-- Short exercise --
Retype all material exactly. Pictures stay out of the copy.

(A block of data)
□ □ □
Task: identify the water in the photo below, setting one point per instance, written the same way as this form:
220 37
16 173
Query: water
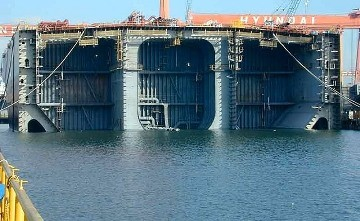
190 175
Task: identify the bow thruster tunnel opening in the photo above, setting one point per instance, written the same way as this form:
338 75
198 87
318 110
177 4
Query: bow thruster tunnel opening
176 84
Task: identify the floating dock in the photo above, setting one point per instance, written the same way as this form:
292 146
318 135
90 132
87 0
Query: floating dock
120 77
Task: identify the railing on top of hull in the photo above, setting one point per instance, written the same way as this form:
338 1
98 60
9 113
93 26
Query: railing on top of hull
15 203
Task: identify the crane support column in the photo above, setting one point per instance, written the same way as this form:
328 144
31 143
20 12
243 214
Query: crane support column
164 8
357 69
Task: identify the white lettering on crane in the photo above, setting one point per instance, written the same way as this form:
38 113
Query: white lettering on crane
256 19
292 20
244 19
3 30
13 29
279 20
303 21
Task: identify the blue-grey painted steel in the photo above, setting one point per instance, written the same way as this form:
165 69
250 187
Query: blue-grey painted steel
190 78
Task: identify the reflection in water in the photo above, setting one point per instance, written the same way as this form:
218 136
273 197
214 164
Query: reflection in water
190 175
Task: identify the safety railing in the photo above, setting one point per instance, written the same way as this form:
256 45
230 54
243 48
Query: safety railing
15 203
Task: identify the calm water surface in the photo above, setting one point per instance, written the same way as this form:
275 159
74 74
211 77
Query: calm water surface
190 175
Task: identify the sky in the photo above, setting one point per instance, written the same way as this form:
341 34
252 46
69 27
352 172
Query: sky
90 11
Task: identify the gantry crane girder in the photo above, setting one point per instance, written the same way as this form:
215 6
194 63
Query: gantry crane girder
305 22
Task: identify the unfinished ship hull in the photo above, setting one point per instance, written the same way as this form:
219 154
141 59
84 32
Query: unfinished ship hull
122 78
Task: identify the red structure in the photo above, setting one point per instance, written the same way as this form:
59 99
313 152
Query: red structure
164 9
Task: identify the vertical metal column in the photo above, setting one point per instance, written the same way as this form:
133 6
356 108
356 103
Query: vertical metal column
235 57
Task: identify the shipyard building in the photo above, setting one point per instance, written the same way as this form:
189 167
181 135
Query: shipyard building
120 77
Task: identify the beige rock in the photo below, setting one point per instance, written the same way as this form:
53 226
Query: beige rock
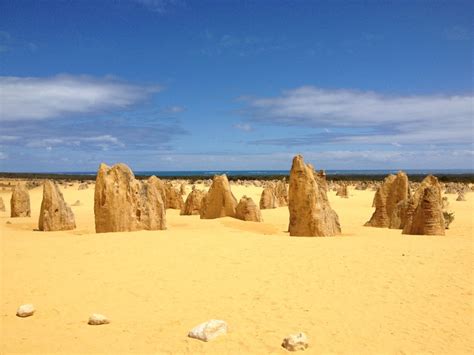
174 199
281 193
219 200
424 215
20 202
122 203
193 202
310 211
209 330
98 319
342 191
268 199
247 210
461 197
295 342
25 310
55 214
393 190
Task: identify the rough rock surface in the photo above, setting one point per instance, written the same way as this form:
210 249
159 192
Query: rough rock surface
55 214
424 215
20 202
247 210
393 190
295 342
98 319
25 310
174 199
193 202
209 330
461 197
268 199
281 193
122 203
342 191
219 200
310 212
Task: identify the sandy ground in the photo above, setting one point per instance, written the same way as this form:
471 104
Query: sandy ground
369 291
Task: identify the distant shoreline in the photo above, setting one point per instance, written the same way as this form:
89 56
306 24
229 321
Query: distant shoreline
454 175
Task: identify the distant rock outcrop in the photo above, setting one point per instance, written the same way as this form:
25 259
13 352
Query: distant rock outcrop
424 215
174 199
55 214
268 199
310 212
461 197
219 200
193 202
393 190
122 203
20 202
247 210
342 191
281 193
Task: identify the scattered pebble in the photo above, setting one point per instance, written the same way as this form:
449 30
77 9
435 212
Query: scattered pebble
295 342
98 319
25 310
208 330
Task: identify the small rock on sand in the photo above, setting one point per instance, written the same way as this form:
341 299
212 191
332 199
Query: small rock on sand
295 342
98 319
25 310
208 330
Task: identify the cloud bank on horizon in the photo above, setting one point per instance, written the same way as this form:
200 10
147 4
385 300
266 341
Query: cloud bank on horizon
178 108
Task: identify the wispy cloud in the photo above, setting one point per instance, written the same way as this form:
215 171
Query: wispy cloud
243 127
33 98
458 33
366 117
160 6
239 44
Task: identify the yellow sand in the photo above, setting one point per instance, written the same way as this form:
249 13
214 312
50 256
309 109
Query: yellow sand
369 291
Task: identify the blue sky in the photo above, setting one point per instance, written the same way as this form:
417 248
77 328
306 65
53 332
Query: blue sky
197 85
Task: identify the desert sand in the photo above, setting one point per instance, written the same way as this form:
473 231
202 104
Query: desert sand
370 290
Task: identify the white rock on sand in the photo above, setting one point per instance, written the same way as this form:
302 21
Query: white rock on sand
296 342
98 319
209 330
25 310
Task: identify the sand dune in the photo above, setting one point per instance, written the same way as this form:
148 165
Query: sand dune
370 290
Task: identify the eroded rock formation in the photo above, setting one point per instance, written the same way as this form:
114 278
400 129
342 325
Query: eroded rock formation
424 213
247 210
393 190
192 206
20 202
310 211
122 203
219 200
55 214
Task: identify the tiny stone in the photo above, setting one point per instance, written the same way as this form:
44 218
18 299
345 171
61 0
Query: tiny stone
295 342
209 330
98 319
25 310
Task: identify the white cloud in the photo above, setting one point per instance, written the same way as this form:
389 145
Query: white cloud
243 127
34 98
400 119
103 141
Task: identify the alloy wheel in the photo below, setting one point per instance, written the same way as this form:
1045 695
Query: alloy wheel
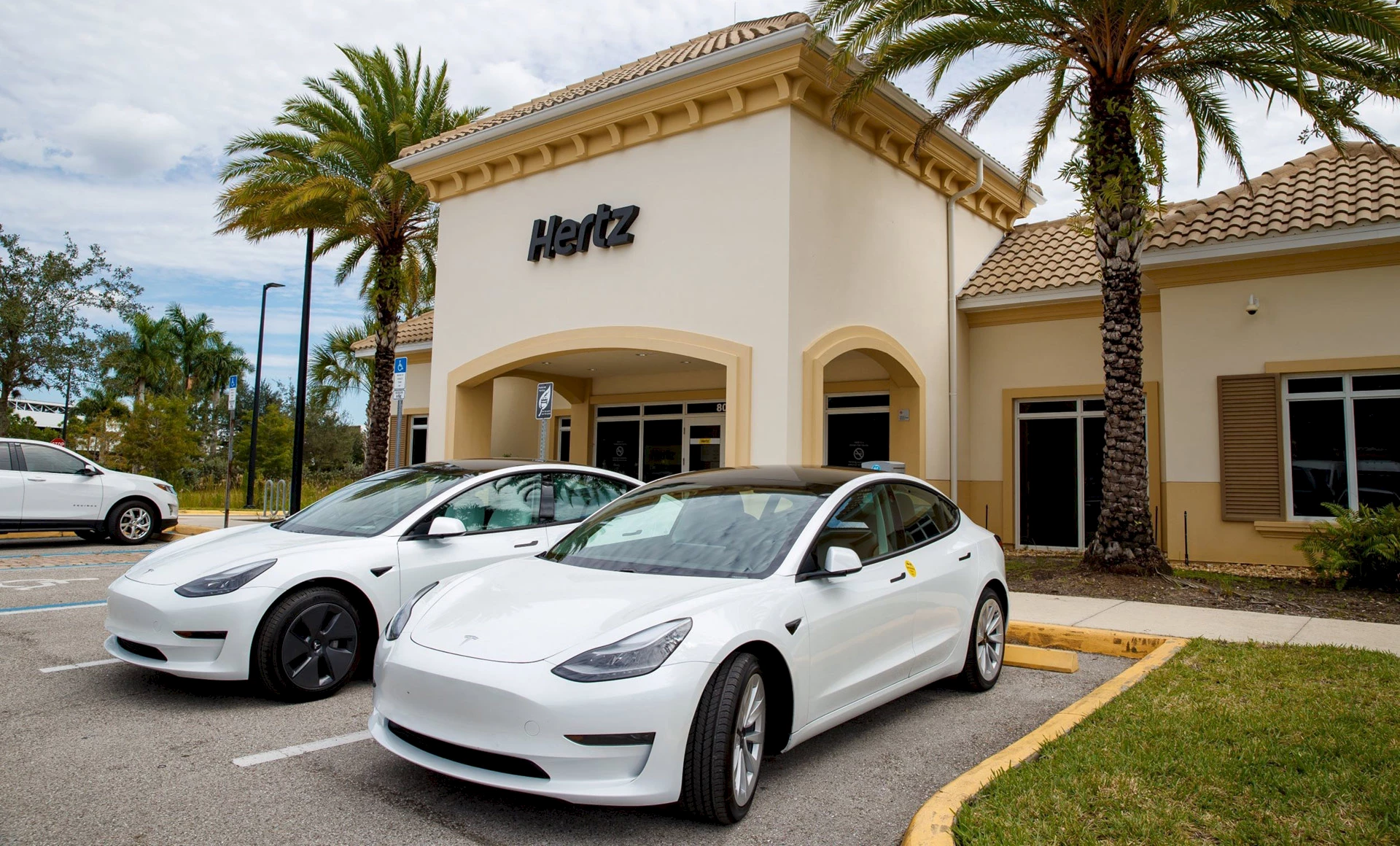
□ □ □
-- The response --
Task: identify the water in the photo below, setting one point per instance, written the same way as this form:
220 37
16 173
Query: water
190 175
Task: identify the bow thruster tunnel opening in the photo above, setting one point per instance, written the same way as this form:
338 75
198 87
318 110
177 4
Query: bow thruster tunnel opening
176 84
Task: identify the floating dock in the photo above, setting one point per instance, written the same way as this form:
292 146
318 135
90 132
87 0
Query: floating dock
120 77
Task: identify the railing on top of hull in the photo above, setting one point per instance, written the same way as this form:
338 1
98 60
9 113
93 26
Query: railing on top of hull
15 203
Task: identify the crane support column in the photo above, setting one point per instance, written the same way as this form:
328 144
31 143
20 12
243 214
Query: crane support column
164 8
357 69
Task: identify the white lettering on crane in the photo above, setting one point per instance, written the same way as this form:
38 113
Query: white lettering on crane
256 19
292 20
244 19
3 30
13 29
279 20
303 21
Task: identify the blue-grey painted steel in the photo above, setting one point per instance, written the same way as this form:
165 69
250 187
Query: blue-grey painted steel
190 78
Task: identify the reflection in water in the photo above, setting one point per instance, written the same way as this form:
218 136
273 197
214 164
Query: reflection in water
190 175
Task: identify the safety railing in the photo above, setting one point per instance, written the same way as this form:
256 45
230 54
243 48
Query: safety railing
15 203
Task: identify the calm water surface in the photo above, setting one point per instance, written the same way as this form:
275 159
74 74
211 77
Query: calm water surface
190 175
Task: identify the sky in the photo above, setting one point per instance, written the same way as this form:
341 34
252 46
69 27
352 172
Query: sky
90 11
Task: identify the gantry crane girder in the photo above, setting one point per instance, written the same way as this form:
215 6
194 63
Query: gantry crane girder
305 22
Task: identify the unfinished ship hull in the photo above, setting one point per instance, written the same way as this form:
219 154
141 59
84 32
Query: unfinished ship hull
122 78
Task: identify the red structure in the photo above, setting one point per instance, written the same way as this form:
59 99
313 152
Query: red structure
164 9
Task: identify the vertical metal column in the photo above, setting one point per instance, written the same way as this form:
133 6
356 108
356 103
Query: vertical metal column
235 57
Task: identify the shipyard building in the photo above, setting one point per instance, written the same way as this form:
189 167
181 135
Query: shipyard building
120 77
Task: identify the beige rock in the photo below, setting one point per instance, written the same way as this form:
53 226
Query: beige rock
174 199
281 193
219 200
424 215
20 202
122 203
193 202
310 211
209 330
98 319
342 191
268 199
247 210
461 197
295 342
25 310
55 214
393 190
Task: identify the rough rock surface in the photo above, setting one point per instance, written the same way as this form:
210 249
159 192
Query: rough rock surface
55 214
424 215
20 202
247 210
393 190
295 342
98 319
25 310
174 199
193 202
209 330
461 197
268 199
281 193
122 203
342 191
219 200
310 212
Task: identify the sandy ground in the photo above, setting one point per instance, written the same way as this form:
471 104
Query: sandy ground
369 291
Task: identify the distant shoreline in the photo above, setting one point per instance, written the same way as this form:
89 56
306 24
229 321
Query: distant shoreline
454 175
Task: identify the distant rock outcrop in the photo above, setting one point per instance, written the same way as this form:
25 259
13 352
Query: distant rock outcrop
424 215
174 199
55 214
268 199
310 212
461 197
219 200
193 202
393 190
122 203
20 202
247 210
342 191
281 193
Task: identify the scattered pebble in the photo above, setting one point per instance, written the same way as this form:
449 30
77 9
435 212
Query: scattered pebble
295 342
98 319
25 310
208 330
Task: identify the small rock on sand in the photo above, setting one point per instance, written the same way as this form:
341 299
212 191
332 199
Query: small rock on sand
295 342
98 319
25 310
208 330
Task: identify the cloud bank on horizon in the photo above, setting one point per instance, written the same way as this form:
200 10
147 4
385 300
266 341
Query: cloud bank on horizon
178 108
Task: identify the wispy cloud in the photo above, setting one point per instance, written the same way as this form:
215 171
Query: wispy cloud
243 127
33 98
458 33
366 117
160 6
239 44
Task: identify the yellow sand in the photo above, setting one point per instance, written the same way as this form:
249 13
214 312
50 256
309 109
Query: yellow sand
369 291
Task: identify the blue sky in the photo above, setting one point per instance, written the same way as this form:
417 248
77 328
306 65
53 332
Query: blue sky
197 85
Task: identify the desert sand in the photo above, setting one point per instance, written the same way as this form:
473 231
202 104
Query: desert sand
370 290
Task: identify the white rock on sand in the photo above, setting one point per instance, written the same way as this form:
302 21
Query: white rock on sand
296 342
98 319
209 330
25 310
Task: identify the sand dune in the photo above, setting one point per instance, written the same way as this form:
148 165
Query: sand dune
370 290
Task: identify the eroded rock formation in the photo above, setting one point per instance, written the same way as this form:
114 278
400 129
342 325
Query: eroded rock formation
424 213
247 210
393 190
192 206
20 202
310 211
122 203
219 200
55 214
Task: identify the tiny stone in the photo above, setting one point per instance, written the same way as this form:
44 218
18 299
345 171
61 0
Query: tiny stone
295 342
209 330
98 319
25 310
Task: identify the white cloud in the photo above, setting one point per instance, written the same way as this form:
389 145
Query: white cloud
243 127
34 98
400 119
103 141
Task: identify the alloy wheel in the photo below, setting one point per instance, written the same way as this form:
1045 695
Query: alloy wheel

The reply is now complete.